## [Your objective]
Every entry, exactly as given, must be retyped.

Stored data entries:
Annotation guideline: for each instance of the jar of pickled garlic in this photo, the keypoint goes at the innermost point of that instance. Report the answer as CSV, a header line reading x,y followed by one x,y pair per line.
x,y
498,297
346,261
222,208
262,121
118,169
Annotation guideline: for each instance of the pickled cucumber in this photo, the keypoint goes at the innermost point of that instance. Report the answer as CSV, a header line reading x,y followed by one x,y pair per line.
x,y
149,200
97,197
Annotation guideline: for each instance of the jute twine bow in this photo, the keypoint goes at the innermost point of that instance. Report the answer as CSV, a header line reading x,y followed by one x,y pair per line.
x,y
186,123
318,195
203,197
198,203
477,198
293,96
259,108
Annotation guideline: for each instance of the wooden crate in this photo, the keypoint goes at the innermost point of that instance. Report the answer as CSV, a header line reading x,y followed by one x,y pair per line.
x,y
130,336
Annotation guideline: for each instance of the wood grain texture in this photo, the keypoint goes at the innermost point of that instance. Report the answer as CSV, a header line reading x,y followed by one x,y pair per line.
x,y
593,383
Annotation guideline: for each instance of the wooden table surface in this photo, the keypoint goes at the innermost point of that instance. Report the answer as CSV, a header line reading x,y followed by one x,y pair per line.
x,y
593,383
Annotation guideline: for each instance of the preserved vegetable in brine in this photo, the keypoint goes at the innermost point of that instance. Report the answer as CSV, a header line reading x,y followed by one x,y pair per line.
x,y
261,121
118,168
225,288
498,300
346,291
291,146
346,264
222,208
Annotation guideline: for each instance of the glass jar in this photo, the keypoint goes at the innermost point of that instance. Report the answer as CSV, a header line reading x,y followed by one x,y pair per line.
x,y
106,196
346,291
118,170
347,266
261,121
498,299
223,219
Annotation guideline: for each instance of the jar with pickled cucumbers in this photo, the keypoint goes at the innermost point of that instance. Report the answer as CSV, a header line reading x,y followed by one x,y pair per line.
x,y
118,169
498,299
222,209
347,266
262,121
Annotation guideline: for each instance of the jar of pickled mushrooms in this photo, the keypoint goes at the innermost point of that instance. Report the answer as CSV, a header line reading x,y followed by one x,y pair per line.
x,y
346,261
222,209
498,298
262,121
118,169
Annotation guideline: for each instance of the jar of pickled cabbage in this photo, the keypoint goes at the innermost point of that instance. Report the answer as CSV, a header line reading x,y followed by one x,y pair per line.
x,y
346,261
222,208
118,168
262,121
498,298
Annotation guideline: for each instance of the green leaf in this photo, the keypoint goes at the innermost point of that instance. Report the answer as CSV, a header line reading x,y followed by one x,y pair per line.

## [Task output]
Annotation guideline: for each instance of the jar of pickled garlic in this photo, the keypoint goes at the innermost point of that instance. Report the answer as CSV, a header line reading x,y followed by one x,y pair per line.
x,y
498,297
346,261
222,208
262,121
118,169
Annotation guideline: for each instance of the pickled cucumber in this photo, the keypoint goes at the innermost point of that instance. Report the answer as CSV, a header line reading x,y followed by one x,y pair per line.
x,y
149,200
97,197
Annotation guideline: for each instance of the jute twine bow in this photo, the keypoint goes at the innermost point of that instance. Report the answer as CSV, a header line reading x,y followed by one x,y pair per line.
x,y
186,123
318,195
203,197
198,203
477,198
293,96
259,108
Annotation guideline: for each instance of the wooden crate in this photo, the keypoint goes at the innermost point of that instance. Report the answer as CSV, a header line reading x,y followed by one x,y pair per line.
x,y
130,336
Annotation guideline: for each instance of the wood grain texture in this photo, the keypoint goes at the innermost point of that instance. Report the answer as CSV, a header line reading x,y followed by one x,y pair per line.
x,y
593,383
Annotation guideline: for each instance of the wooden table surface in this photo, the keypoint goes at the innermost point of that instance. Report the answer as CSV, a header line reading x,y followed by one x,y pair per line.
x,y
593,383
Annotation guideline: for each instance of the preserved vegetable in brine in this photo, the keypoint goes at the innermost point of that instance. Report the answer as CSV, a header line reading x,y followed by one x,y pair per line.
x,y
261,121
118,168
225,288
498,300
346,291
291,146
346,264
222,208
Annotation guideline: for each instance of the glass jar in this photo, the keypoint goes at the innermost point of that instance. Report the answer as CSV, a header line reading x,y followed by one x,y pair per line.
x,y
106,196
346,291
118,170
347,266
261,121
498,299
223,219
Annotation guideline: for each instance of the jar with pickled cucumbers in this photo, the keypoint goes at the innermost point of that instance. Report the answer as CSV, a header line reading x,y followed by one x,y pair per line.
x,y
118,169
498,299
222,209
347,266
262,121
Annotation guideline: for each instance of the jar of pickled mushrooms in this photo, the keypoint goes at the innermost point of that instance. Report the answer as CSV, a header line reading x,y followed by one x,y pair per line.
x,y
346,261
222,209
498,298
262,121
118,169
Annotation guideline: for each instance of the jar of pickled cabbage in this photo, the keypoint goes at the innermost point of that instance. Report the answer as CSV, a header line reading x,y followed by one x,y pair per line.
x,y
346,261
222,208
118,168
262,121
498,298
Annotation guideline: for each instance of the green leaf in this photo, the keypoint goes at the innermost point of that instance. Report the answer as CSV, a header line reading x,y followed by one x,y pair per line.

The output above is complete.